> TEXT
----------------------------------------
Facet joint pain frequently comes with muscle spasms in the muscles running alongside the spine, which can make it feel like a pure muscle problem. It tends to be worse with certain movements, especially looking up or twisting your head to one side. Unlike a pinched nerve, facet joint pain doesn’t typically shoot down your arm or cause numbness and tingling.
Rare but Serious: Carotid Artery Dissection
In uncommon cases, sudden and severe neck pain on one side can signal a tear in the wall of the carotid artery, the major blood vessel running up each side of your neck to your brain. This is called a carotid artery dissection, and it can occur after a neck injury, vigorous exercise, chiropractic manipulation, or sometimes without any clear cause.
The pain often radiates up to the eye, face, or head on the same side. Some people develop a drooping eyelid and a smaller pupil on the affected side, a combination known as Horner’s syndrome. Because a tear in this artery can lead to a blood clot that travels to the brain and causes a stroke, any sudden severe neck pain combined with neurological symptoms like slurred speech, confusion, weakness on one side of the body, or difficulty with balance needs emergency evaluation.
When the Pain Needs Medical Attention
Most side-of-neck pain resolves on its own within a few days to a couple of weeks. But certain combinations of symptoms signal something more serious. Severe neck pain after a traumatic injury like a car accident, fall, or diving accident requires emergency care. The same is true for neck pain with a high fever, which can indicate meningitis, an infection of the membranes surrounding the brain and spinal cord.
----------------------------------------
> REQUIREMENT 1
Copy the neck pain text starting at "When the Pain" and ending at "and spinal cord.", putting "urgent care" in place of "emergency care".
> REQUIREMENT 2
List the neurological symptoms that the neck pain text says call for emergency evaluation when they come with sudden severe neck pain.

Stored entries
----------------------------------------
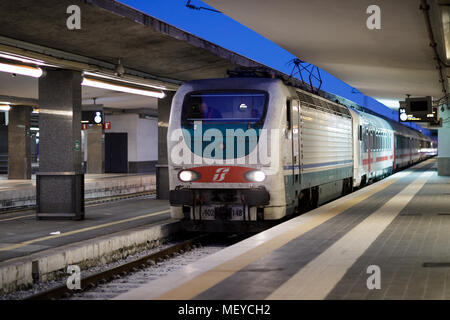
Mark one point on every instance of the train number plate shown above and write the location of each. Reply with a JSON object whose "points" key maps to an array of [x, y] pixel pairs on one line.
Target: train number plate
{"points": [[208, 213], [237, 213]]}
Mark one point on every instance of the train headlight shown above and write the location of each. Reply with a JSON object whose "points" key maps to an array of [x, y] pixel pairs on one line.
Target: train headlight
{"points": [[188, 175], [255, 176]]}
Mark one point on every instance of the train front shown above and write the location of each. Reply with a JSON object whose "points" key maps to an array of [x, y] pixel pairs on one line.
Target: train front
{"points": [[224, 149]]}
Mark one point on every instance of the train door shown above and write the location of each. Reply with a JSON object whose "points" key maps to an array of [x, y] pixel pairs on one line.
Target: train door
{"points": [[296, 140]]}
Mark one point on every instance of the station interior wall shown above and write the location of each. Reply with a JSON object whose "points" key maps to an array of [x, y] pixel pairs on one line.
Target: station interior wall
{"points": [[142, 140]]}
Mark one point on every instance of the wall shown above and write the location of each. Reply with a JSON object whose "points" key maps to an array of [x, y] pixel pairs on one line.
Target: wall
{"points": [[142, 140]]}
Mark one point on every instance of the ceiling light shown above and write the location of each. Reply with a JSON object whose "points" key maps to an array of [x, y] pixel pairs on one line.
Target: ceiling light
{"points": [[21, 59], [124, 80], [117, 87], [21, 69]]}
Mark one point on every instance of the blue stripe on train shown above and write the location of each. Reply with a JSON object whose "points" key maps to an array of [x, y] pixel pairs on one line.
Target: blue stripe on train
{"points": [[316, 165]]}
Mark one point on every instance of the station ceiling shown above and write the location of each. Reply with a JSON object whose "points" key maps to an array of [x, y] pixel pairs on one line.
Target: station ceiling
{"points": [[386, 64], [109, 31]]}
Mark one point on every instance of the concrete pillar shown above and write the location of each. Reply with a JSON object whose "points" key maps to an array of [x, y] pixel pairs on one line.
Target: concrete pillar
{"points": [[444, 144], [3, 144], [95, 150], [162, 170], [19, 152], [60, 182]]}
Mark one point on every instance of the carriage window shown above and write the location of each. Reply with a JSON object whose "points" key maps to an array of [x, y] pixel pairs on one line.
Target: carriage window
{"points": [[288, 114], [246, 107]]}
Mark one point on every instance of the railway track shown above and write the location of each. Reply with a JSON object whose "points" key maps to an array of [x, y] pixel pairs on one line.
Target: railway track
{"points": [[102, 277]]}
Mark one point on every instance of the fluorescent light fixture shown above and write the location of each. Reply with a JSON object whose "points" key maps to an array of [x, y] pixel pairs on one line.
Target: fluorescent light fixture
{"points": [[390, 103], [21, 59], [108, 77], [117, 87], [21, 69]]}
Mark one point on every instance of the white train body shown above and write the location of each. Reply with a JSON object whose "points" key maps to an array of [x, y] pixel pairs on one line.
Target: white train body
{"points": [[297, 150]]}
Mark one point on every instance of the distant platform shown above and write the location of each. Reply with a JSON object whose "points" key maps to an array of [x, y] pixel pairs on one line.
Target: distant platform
{"points": [[389, 240], [22, 193], [30, 247]]}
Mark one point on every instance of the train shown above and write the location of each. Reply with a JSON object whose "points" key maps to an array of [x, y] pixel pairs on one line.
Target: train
{"points": [[246, 153]]}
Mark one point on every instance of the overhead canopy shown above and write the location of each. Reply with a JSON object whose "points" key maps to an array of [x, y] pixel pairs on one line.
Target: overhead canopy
{"points": [[109, 30], [387, 63]]}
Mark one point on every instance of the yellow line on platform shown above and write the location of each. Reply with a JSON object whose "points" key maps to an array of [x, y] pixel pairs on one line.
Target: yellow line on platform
{"points": [[210, 278], [28, 242], [204, 281], [15, 218]]}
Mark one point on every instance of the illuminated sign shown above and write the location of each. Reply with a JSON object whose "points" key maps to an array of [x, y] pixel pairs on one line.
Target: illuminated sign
{"points": [[417, 110]]}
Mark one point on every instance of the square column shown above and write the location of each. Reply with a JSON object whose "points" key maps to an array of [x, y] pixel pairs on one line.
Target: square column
{"points": [[95, 150], [162, 168], [19, 152], [60, 182], [443, 159]]}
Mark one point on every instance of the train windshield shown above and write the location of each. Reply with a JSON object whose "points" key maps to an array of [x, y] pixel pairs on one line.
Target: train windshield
{"points": [[225, 107]]}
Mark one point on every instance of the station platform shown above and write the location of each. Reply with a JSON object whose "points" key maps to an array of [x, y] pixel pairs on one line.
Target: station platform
{"points": [[32, 248], [22, 193], [389, 240]]}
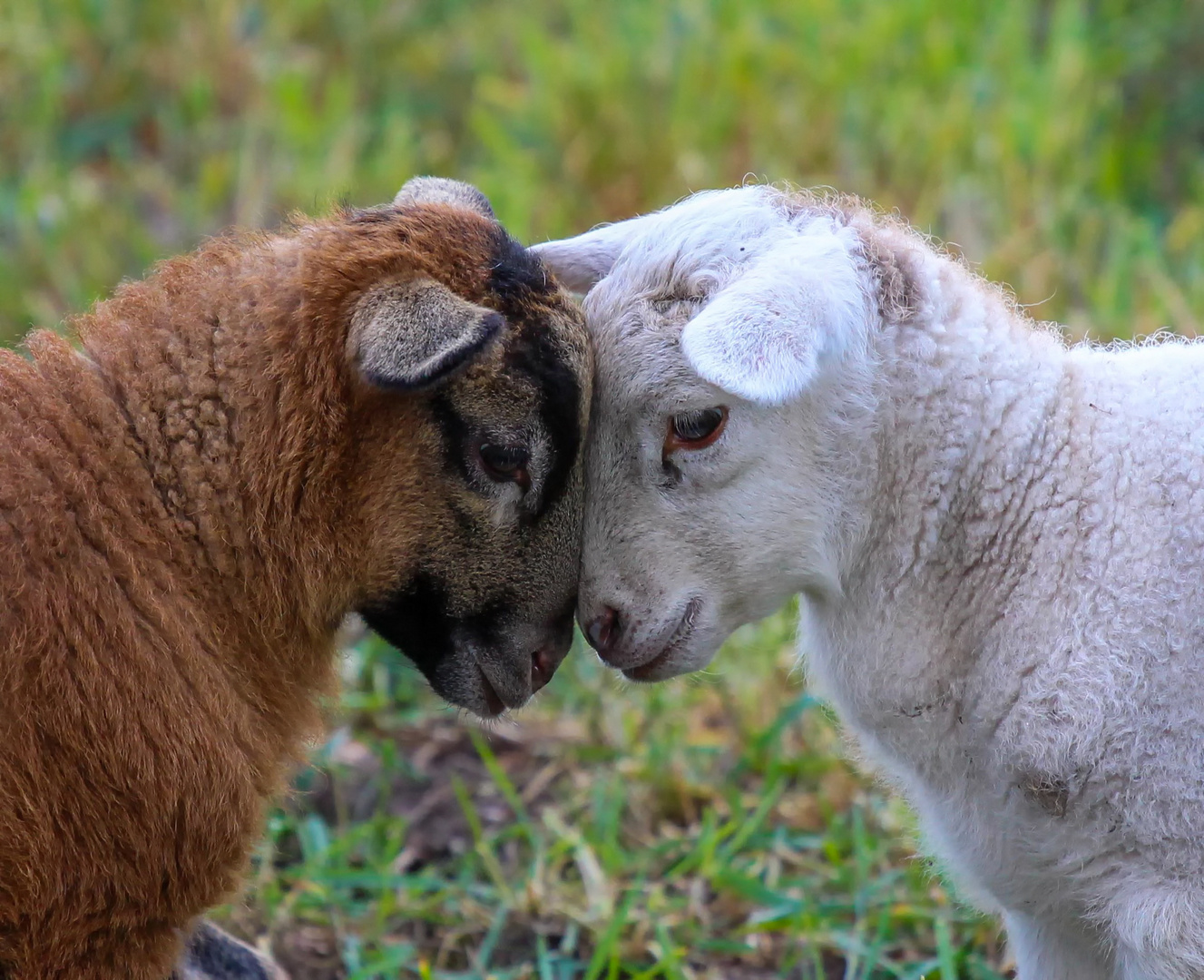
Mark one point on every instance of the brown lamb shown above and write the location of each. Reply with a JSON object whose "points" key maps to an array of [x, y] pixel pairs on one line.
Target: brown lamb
{"points": [[377, 412]]}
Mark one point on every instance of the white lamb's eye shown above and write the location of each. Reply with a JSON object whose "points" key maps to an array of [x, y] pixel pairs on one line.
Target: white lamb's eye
{"points": [[695, 428]]}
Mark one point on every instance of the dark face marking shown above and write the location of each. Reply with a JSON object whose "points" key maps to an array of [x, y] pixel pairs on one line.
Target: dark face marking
{"points": [[416, 620], [519, 280], [485, 608]]}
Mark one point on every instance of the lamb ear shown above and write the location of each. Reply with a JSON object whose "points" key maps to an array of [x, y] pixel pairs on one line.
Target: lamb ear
{"points": [[441, 191], [413, 335], [765, 336], [581, 261]]}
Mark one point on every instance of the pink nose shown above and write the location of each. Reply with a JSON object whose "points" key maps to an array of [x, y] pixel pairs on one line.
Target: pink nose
{"points": [[602, 631]]}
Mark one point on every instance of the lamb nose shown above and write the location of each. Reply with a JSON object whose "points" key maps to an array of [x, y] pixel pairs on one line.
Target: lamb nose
{"points": [[603, 631], [543, 665]]}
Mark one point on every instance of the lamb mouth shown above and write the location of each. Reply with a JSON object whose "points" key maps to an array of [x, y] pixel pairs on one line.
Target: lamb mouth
{"points": [[677, 640]]}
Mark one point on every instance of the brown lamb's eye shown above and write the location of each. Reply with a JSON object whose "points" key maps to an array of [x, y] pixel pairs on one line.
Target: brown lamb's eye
{"points": [[695, 428], [504, 464]]}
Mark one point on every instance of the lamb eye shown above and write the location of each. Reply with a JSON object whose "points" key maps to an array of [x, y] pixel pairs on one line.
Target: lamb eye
{"points": [[696, 428], [504, 464]]}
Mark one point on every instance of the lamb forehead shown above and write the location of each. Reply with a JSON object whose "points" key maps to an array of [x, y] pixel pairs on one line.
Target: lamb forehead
{"points": [[703, 236], [660, 279]]}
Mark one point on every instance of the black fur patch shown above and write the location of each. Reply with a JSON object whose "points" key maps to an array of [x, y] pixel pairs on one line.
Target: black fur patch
{"points": [[536, 353], [418, 622], [520, 284], [518, 277]]}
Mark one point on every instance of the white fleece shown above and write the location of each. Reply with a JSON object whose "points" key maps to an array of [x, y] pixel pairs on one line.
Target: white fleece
{"points": [[998, 544]]}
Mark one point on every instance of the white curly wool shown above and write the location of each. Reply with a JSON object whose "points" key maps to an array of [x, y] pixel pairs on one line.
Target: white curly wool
{"points": [[998, 544]]}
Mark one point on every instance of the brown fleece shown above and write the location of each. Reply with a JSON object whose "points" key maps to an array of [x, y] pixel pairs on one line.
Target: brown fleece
{"points": [[187, 511]]}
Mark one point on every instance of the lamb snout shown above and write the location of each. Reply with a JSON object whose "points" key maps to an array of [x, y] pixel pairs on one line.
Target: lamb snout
{"points": [[645, 645], [509, 677]]}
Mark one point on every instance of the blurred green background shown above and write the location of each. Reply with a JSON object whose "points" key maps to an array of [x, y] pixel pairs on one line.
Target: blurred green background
{"points": [[700, 828]]}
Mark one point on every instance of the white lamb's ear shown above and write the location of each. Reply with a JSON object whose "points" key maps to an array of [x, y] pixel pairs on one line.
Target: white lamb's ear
{"points": [[763, 336], [581, 261]]}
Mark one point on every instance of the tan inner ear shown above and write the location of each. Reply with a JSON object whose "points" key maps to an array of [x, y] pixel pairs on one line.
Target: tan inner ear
{"points": [[412, 335], [441, 191]]}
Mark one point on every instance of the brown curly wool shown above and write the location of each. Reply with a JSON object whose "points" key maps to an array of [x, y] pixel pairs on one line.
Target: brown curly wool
{"points": [[190, 505]]}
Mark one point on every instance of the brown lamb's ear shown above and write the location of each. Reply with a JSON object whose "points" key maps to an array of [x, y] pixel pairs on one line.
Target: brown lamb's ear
{"points": [[413, 335], [441, 191]]}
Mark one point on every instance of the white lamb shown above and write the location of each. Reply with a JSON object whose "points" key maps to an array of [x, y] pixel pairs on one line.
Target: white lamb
{"points": [[997, 542]]}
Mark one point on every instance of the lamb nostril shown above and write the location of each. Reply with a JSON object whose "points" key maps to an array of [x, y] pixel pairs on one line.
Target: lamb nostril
{"points": [[603, 630], [543, 666]]}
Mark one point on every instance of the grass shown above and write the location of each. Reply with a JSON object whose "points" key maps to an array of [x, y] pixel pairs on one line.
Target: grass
{"points": [[694, 829], [707, 828]]}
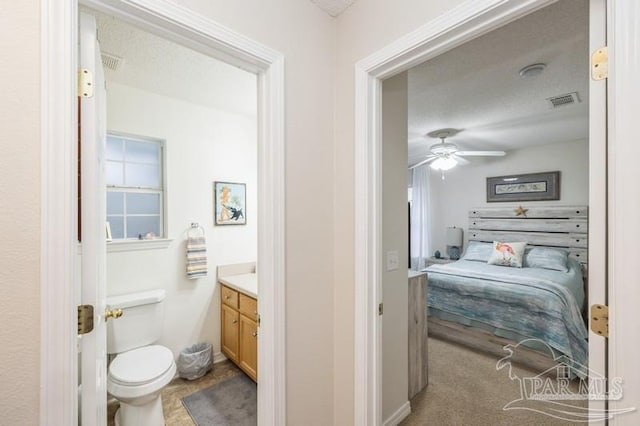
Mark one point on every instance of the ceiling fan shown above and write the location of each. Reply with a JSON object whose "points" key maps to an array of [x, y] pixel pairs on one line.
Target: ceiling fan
{"points": [[446, 155]]}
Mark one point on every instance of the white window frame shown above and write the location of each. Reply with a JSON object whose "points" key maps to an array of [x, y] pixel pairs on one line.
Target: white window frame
{"points": [[162, 241]]}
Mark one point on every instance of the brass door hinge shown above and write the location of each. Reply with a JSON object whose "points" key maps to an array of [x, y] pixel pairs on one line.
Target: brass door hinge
{"points": [[85, 83], [85, 319], [600, 320], [600, 64]]}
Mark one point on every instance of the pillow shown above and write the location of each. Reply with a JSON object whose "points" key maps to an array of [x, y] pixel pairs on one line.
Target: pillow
{"points": [[507, 254], [478, 251], [546, 258]]}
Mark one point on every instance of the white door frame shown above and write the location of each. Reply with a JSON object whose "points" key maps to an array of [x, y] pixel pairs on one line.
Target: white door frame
{"points": [[59, 375], [463, 23]]}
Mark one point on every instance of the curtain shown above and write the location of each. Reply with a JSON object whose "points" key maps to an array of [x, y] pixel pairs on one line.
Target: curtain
{"points": [[420, 218]]}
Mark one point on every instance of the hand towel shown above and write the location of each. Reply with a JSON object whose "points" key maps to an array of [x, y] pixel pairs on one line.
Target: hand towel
{"points": [[196, 257]]}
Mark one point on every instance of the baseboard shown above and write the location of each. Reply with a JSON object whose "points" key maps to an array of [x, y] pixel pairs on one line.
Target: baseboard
{"points": [[399, 415], [218, 357]]}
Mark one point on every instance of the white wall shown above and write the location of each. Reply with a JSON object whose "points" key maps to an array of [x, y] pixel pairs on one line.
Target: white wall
{"points": [[306, 36], [202, 145], [20, 213], [365, 27], [395, 331], [464, 187]]}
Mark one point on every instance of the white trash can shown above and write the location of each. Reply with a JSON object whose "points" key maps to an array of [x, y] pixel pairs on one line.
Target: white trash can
{"points": [[195, 361]]}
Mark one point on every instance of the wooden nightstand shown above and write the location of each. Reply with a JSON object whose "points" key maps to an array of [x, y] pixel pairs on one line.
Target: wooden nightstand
{"points": [[433, 261]]}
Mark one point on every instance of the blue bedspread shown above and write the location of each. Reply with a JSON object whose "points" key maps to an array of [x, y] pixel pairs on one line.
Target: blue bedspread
{"points": [[529, 302]]}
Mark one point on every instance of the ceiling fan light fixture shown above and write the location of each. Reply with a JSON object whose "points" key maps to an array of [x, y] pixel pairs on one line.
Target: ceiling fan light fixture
{"points": [[444, 163]]}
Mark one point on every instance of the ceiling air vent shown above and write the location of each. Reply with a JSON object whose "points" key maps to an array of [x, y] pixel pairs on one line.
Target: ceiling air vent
{"points": [[563, 100], [111, 62]]}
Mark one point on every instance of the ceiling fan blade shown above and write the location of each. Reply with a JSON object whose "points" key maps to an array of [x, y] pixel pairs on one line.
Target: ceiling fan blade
{"points": [[425, 161], [482, 153], [459, 159]]}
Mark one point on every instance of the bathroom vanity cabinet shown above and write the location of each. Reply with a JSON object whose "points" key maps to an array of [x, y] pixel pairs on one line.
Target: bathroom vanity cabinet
{"points": [[239, 315]]}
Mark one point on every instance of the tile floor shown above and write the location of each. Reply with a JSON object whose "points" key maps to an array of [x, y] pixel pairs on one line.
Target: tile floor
{"points": [[174, 412]]}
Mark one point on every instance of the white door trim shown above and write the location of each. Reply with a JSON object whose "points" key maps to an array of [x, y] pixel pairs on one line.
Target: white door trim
{"points": [[59, 212], [623, 40], [463, 23]]}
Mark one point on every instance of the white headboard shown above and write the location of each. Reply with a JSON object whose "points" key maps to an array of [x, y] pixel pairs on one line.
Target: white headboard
{"points": [[550, 226]]}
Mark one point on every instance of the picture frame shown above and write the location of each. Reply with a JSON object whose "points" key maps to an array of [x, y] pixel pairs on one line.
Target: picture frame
{"points": [[230, 199], [542, 186]]}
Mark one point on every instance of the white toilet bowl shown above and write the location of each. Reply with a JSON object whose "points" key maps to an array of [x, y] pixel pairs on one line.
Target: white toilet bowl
{"points": [[136, 379]]}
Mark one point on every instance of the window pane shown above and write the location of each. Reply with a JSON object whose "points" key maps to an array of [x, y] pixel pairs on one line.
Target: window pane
{"points": [[114, 173], [142, 152], [142, 175], [141, 225], [115, 203], [116, 223], [114, 148], [143, 203]]}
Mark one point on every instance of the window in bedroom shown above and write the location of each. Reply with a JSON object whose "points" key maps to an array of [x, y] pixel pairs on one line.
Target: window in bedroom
{"points": [[135, 187]]}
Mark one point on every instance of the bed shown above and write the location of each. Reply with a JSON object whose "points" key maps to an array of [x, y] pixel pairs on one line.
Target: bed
{"points": [[488, 306]]}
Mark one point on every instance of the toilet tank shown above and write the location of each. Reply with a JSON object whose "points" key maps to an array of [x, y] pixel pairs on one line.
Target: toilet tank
{"points": [[141, 321]]}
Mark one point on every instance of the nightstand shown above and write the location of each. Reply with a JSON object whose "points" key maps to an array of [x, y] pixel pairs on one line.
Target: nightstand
{"points": [[433, 261]]}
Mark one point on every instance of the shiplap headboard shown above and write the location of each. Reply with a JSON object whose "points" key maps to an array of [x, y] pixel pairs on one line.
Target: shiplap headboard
{"points": [[550, 226]]}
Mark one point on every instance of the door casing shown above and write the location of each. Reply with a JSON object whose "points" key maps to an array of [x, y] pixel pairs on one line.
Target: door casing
{"points": [[59, 19]]}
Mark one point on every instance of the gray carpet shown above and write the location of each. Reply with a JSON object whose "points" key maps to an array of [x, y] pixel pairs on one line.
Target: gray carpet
{"points": [[465, 389], [232, 402]]}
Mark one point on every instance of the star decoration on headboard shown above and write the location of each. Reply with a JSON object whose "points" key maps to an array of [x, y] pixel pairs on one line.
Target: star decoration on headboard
{"points": [[521, 211]]}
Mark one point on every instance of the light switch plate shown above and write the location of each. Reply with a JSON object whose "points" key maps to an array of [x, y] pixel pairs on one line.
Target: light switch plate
{"points": [[392, 260]]}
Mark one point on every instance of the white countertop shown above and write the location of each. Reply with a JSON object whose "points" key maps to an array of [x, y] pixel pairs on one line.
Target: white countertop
{"points": [[244, 283]]}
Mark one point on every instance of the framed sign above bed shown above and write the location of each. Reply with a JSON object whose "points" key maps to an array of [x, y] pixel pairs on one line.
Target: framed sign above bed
{"points": [[527, 187]]}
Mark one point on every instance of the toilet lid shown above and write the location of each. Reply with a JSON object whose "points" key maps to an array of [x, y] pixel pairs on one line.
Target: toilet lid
{"points": [[140, 366]]}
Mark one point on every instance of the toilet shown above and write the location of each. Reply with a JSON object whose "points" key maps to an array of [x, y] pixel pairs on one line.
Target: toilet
{"points": [[140, 369]]}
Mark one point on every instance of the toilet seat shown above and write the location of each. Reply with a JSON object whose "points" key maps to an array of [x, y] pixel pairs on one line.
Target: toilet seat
{"points": [[140, 366], [140, 372]]}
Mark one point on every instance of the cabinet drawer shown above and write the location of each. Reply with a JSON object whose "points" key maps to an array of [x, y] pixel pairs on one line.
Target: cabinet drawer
{"points": [[248, 306], [229, 297]]}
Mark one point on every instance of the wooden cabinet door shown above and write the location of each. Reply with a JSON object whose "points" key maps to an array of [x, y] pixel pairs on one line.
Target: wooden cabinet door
{"points": [[249, 347], [230, 327]]}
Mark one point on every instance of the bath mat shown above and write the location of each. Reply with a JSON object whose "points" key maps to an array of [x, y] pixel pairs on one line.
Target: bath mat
{"points": [[233, 402]]}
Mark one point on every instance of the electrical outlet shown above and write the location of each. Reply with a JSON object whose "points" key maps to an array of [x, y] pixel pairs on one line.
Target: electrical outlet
{"points": [[392, 260]]}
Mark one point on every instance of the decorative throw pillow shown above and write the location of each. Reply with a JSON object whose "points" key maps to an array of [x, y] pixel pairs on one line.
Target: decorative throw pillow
{"points": [[478, 251], [507, 254]]}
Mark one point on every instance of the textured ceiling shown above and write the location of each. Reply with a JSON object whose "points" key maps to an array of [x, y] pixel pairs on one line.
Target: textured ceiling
{"points": [[160, 66], [333, 7], [477, 88]]}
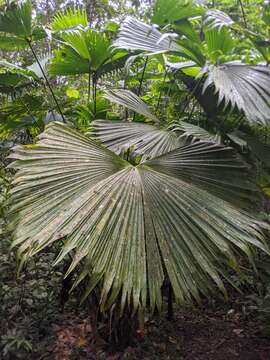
----------------------------------------
> RESPONSE 1
When the Pain Needs Medical Attention
Most side-of-neck pain resolves on its own within a few days to a couple of weeks. But certain combinations of symptoms signal something more serious. Severe neck pain after a traumatic injury like a car accident, fall, or diving accident requires urgent care. The same is true for neck pain with a high fever, which can indicate meningitis, an infection of the membranes surrounding the brain and spinal cord.

> RESPONSE 2
- slurred speech
- confusion
- weakness on one side of the body
- difficulty with balance